Les facteurs de ralentissement qui pesaient sur les prévisions l’année dernière sont en train de se dissiper. Il n’y a plus de grosses inquiétudes sur les approvisionnements en énergie. Pour le gaz, les pays ont trouvé des alternatives au gaz russe, à un prix beaucoup plus raisonnable que ce qu’on a vécu fin 2022. Pour l’électricité, la France a réussi à faire redémarrer quelques réacteurs, et en prime, l’hiver aura été assez clément.

Les entreprises tournent, tirées par l’investissement et la consommation et l’emploi est très tendu partout en Europe. L’Union européenne n’a jamais eu un taux de chômage aussi bas depuis sa création.

Bruxelles : météo instable

Maintenant la météo de Bruxelles n’oublie par le risque de formations nuageuses qui peuvent brouiller le scénario et la visibilité des investisseurs.

◆ DONNÉES ENREGISTRÉES
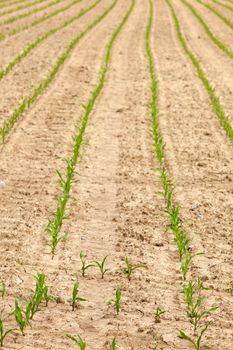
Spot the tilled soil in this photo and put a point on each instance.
(116, 208)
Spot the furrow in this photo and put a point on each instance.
(27, 50)
(29, 13)
(226, 20)
(224, 122)
(29, 100)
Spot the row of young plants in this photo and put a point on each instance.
(192, 289)
(38, 20)
(26, 308)
(29, 100)
(21, 7)
(227, 50)
(224, 122)
(5, 3)
(31, 12)
(55, 224)
(28, 49)
(225, 19)
(223, 5)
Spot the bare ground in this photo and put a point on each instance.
(116, 208)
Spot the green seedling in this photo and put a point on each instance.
(129, 269)
(42, 288)
(157, 314)
(102, 267)
(113, 345)
(230, 289)
(3, 333)
(195, 342)
(78, 341)
(194, 301)
(186, 262)
(118, 300)
(3, 289)
(85, 265)
(75, 297)
(22, 317)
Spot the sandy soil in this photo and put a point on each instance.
(116, 207)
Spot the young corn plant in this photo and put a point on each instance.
(101, 265)
(113, 344)
(157, 314)
(3, 332)
(85, 265)
(129, 269)
(42, 289)
(195, 342)
(230, 289)
(194, 301)
(75, 299)
(118, 300)
(78, 341)
(3, 289)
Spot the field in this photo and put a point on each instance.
(116, 174)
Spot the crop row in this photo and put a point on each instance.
(223, 5)
(29, 13)
(39, 20)
(208, 31)
(192, 289)
(226, 20)
(29, 100)
(21, 7)
(28, 49)
(55, 224)
(224, 122)
(25, 308)
(4, 3)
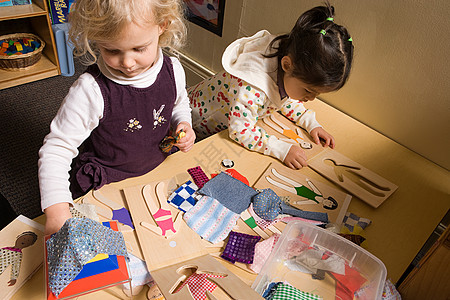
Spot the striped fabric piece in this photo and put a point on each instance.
(210, 219)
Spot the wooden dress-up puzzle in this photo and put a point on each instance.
(358, 180)
(304, 193)
(175, 255)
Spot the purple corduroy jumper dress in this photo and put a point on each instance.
(126, 142)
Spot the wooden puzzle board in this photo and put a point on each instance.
(158, 251)
(375, 192)
(343, 199)
(280, 118)
(167, 277)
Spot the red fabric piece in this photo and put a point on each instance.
(348, 284)
(235, 174)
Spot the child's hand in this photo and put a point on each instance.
(185, 143)
(56, 215)
(296, 158)
(319, 133)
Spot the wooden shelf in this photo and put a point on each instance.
(42, 69)
(35, 15)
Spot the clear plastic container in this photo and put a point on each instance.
(300, 234)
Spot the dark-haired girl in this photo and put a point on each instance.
(264, 74)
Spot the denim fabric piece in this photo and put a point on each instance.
(230, 192)
(267, 205)
(310, 215)
(182, 198)
(76, 243)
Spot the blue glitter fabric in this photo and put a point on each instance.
(76, 243)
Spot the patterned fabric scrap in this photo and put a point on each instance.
(229, 191)
(210, 219)
(198, 284)
(76, 243)
(10, 256)
(262, 252)
(288, 292)
(198, 176)
(350, 220)
(240, 247)
(182, 198)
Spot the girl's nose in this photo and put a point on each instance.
(127, 62)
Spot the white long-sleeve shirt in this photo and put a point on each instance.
(80, 113)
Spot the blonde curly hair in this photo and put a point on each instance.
(94, 21)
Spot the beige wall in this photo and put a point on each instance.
(400, 83)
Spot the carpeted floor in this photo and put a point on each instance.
(25, 116)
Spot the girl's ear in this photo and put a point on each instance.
(286, 64)
(162, 27)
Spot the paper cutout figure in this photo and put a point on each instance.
(342, 171)
(166, 225)
(198, 282)
(314, 196)
(13, 255)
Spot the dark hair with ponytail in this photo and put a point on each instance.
(321, 50)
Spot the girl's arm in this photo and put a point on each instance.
(181, 114)
(78, 115)
(247, 107)
(296, 112)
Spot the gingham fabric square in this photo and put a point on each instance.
(350, 220)
(182, 198)
(288, 292)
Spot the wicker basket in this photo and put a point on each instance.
(23, 61)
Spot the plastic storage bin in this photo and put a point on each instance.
(299, 236)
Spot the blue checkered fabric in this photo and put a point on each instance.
(182, 198)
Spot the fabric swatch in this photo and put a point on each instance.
(262, 252)
(230, 192)
(182, 198)
(288, 292)
(350, 220)
(210, 219)
(240, 247)
(77, 242)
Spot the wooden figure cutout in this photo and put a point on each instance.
(161, 213)
(158, 251)
(199, 274)
(319, 193)
(342, 171)
(358, 180)
(107, 214)
(13, 255)
(118, 212)
(286, 131)
(313, 196)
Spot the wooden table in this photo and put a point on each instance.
(400, 227)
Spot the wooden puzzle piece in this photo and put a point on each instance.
(356, 179)
(157, 250)
(166, 225)
(322, 189)
(107, 213)
(313, 196)
(228, 285)
(286, 131)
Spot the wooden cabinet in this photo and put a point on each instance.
(35, 19)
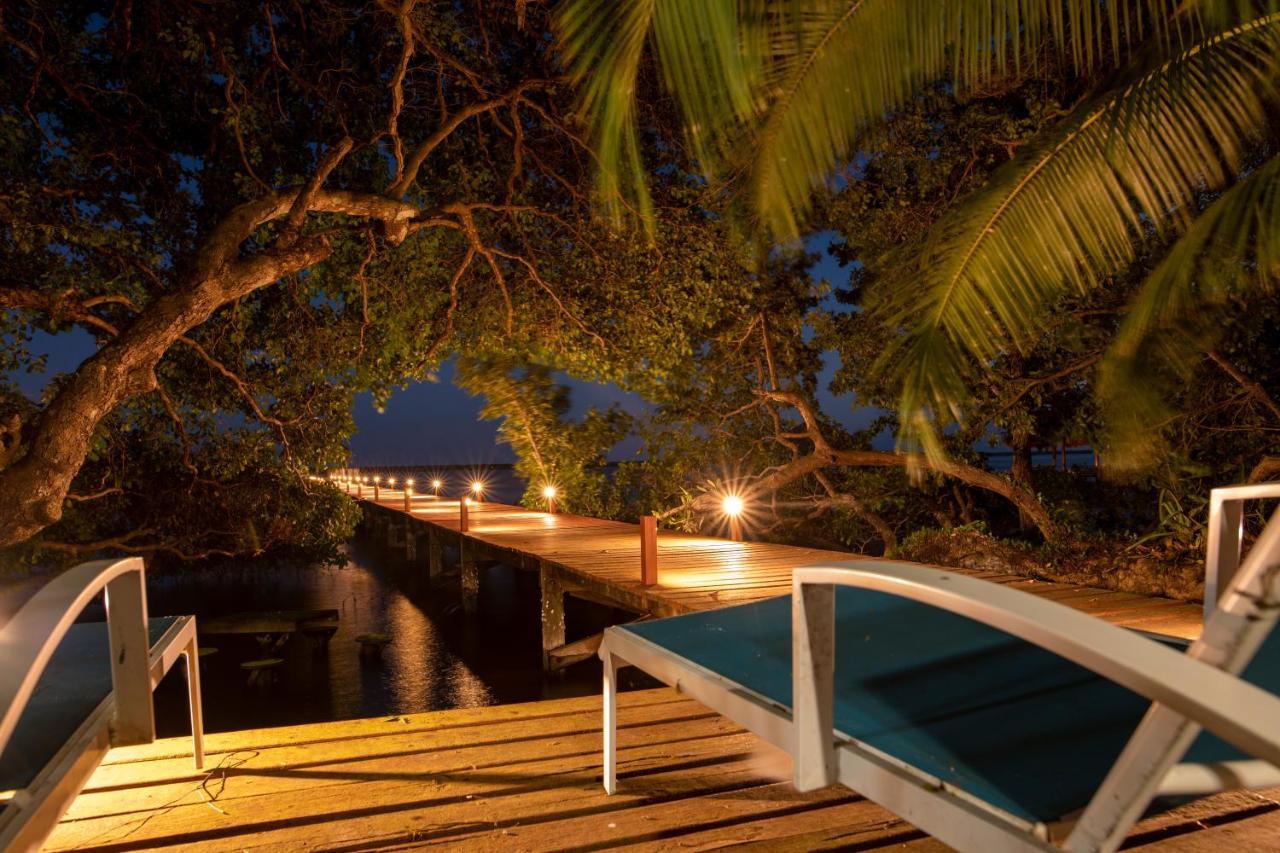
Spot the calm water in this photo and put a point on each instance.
(438, 658)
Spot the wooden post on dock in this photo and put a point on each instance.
(410, 541)
(434, 553)
(648, 550)
(553, 611)
(470, 576)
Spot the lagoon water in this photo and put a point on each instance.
(438, 658)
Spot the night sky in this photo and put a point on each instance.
(437, 423)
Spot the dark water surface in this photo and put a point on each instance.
(439, 657)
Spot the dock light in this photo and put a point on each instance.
(732, 506)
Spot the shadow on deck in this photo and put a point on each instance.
(525, 778)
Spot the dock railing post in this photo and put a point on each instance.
(648, 550)
(470, 576)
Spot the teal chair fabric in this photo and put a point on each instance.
(1015, 725)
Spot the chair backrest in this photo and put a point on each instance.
(1239, 623)
(1226, 536)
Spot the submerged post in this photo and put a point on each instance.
(470, 576)
(553, 611)
(648, 550)
(434, 553)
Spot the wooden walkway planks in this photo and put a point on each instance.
(522, 778)
(700, 573)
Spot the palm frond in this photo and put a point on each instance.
(1074, 210)
(704, 56)
(782, 90)
(851, 63)
(603, 44)
(1232, 250)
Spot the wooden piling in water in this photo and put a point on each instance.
(410, 541)
(553, 611)
(470, 576)
(434, 553)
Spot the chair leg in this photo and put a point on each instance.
(611, 724)
(197, 716)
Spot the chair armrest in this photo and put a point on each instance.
(32, 635)
(1234, 710)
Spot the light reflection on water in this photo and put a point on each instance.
(438, 658)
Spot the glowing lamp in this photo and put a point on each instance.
(732, 507)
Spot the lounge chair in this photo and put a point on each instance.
(986, 716)
(71, 690)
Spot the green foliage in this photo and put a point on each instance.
(553, 451)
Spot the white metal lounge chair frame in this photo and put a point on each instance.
(126, 716)
(1189, 690)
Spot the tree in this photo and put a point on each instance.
(255, 210)
(1173, 146)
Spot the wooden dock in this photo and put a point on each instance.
(599, 560)
(526, 778)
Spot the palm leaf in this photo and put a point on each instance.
(780, 91)
(1074, 210)
(1230, 250)
(703, 55)
(854, 62)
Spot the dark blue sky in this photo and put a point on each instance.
(435, 423)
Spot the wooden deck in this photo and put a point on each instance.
(600, 560)
(525, 778)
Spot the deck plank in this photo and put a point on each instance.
(522, 778)
(700, 573)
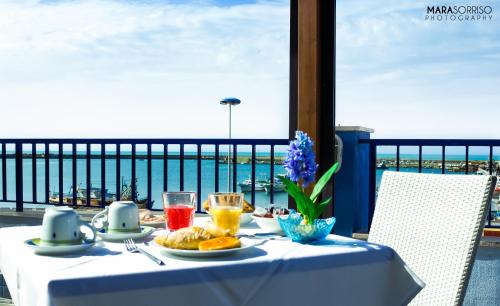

◆ TRAVAIL DEMANDÉ
Rédigez la suite de l'extrait sur les prévisions économiques européennes, en reprenant juste après sa dernière phrase.

◆ ZONE DE RÉPONSE
D’abord, la guerre en Ukraine n’est pas terminée et il ne faudrait pas qu’elle ne se prolonge ni se propage. Or aujourd’hui, il n’existe aucun signe de volonté de trouver un compromis.

Ensuite, le taux d’inflation est toujours menaçant. Bruxelles attend 5,6% dans la zone euro et 5.2% en France, c’est-à-dire beaucoup moins que le pic d’octobre dernier.

Mais à l’avenir, tout va dépendre de l’ampleur et des modalités d’une reprise en Chine. La faiblesse de l’activité en Chine permet de maintenir un calme relatif sur les prix des matières premières et des énergies. Peu probable que la Chine reste calme.

Il reste donc une inflation sous-jacente très menaçante. Sous-jacente, c’est-à-dire hors prix de l’énergie et alimentation. Et cette inflation sous-jacente pèse d’abord sur les produits alimentaires, c’est-à-dire sur les classes moyennes les moins favorisées

Enfin, il existe des facteurs de détérioration du logiciel de croissance qui sont endogènes et qui dépendent des politiques économiques menées par les Etats eux-mêmes.

L’Allemagne se retrouve avec un problème de compétitivité grave parce que l’Allemagne a perdu une énergie pas cher avec le gaz russe.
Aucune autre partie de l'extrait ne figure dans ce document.